◆ **Stored data entries**
- - - - -

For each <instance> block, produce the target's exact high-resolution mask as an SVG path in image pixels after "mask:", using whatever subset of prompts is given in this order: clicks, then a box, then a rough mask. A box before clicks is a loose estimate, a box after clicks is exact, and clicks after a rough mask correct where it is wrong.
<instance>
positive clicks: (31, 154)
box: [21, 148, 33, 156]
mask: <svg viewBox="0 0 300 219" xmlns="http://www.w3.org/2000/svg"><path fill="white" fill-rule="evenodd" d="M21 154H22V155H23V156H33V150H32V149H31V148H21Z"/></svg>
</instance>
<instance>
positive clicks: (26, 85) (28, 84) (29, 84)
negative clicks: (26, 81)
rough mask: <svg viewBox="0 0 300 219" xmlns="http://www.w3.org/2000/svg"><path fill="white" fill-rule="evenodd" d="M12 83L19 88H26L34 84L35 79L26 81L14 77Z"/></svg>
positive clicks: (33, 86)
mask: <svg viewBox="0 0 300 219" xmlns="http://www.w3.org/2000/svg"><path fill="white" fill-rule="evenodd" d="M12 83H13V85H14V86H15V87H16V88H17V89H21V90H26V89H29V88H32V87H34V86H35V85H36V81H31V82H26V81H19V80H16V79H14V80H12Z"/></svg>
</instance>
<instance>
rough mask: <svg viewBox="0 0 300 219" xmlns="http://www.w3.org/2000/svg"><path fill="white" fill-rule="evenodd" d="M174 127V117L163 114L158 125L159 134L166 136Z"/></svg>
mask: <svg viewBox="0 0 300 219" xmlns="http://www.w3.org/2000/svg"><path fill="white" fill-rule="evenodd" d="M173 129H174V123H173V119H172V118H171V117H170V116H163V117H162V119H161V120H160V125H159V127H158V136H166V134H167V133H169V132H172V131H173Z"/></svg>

- - - - -

◆ **Your assignment**
Edit all of the data above so that "rough mask" becomes "coarse mask" everywhere, leaving everything else as it is.

◆ **Solution to the exercise**
For each <instance> block, produce the target's exact high-resolution mask as an SVG path in image pixels after "mask:", using whatever subset of prompts is given in this order: clicks, then a box, then a coarse mask. A box before clicks is a loose estimate, a box after clicks is exact, and clicks after a coarse mask correct where it is wrong.
<instance>
positive clicks: (31, 154)
box: [21, 148, 33, 156]
mask: <svg viewBox="0 0 300 219" xmlns="http://www.w3.org/2000/svg"><path fill="white" fill-rule="evenodd" d="M21 154H22V155H23V156H33V150H32V149H31V148H21Z"/></svg>
</instance>
<instance>
positive clicks: (26, 85) (28, 84) (29, 84)
negative clicks: (26, 81)
coarse mask: <svg viewBox="0 0 300 219" xmlns="http://www.w3.org/2000/svg"><path fill="white" fill-rule="evenodd" d="M12 83L19 88H26L34 84L35 79L26 81L14 77Z"/></svg>
positive clicks: (33, 86)
mask: <svg viewBox="0 0 300 219" xmlns="http://www.w3.org/2000/svg"><path fill="white" fill-rule="evenodd" d="M12 83H13V85H14V86H15V87H16V88H17V89H21V90H26V89H29V88H32V87H34V86H35V85H36V81H31V82H26V81H19V80H16V79H14V80H12Z"/></svg>
</instance>
<instance>
coarse mask: <svg viewBox="0 0 300 219" xmlns="http://www.w3.org/2000/svg"><path fill="white" fill-rule="evenodd" d="M174 127V117L163 114L158 125L159 134L166 136Z"/></svg>
mask: <svg viewBox="0 0 300 219" xmlns="http://www.w3.org/2000/svg"><path fill="white" fill-rule="evenodd" d="M173 129H174V123H173V119H172V118H171V117H170V116H163V117H162V119H161V120H160V125H159V127H158V136H166V134H167V133H169V132H172V131H173Z"/></svg>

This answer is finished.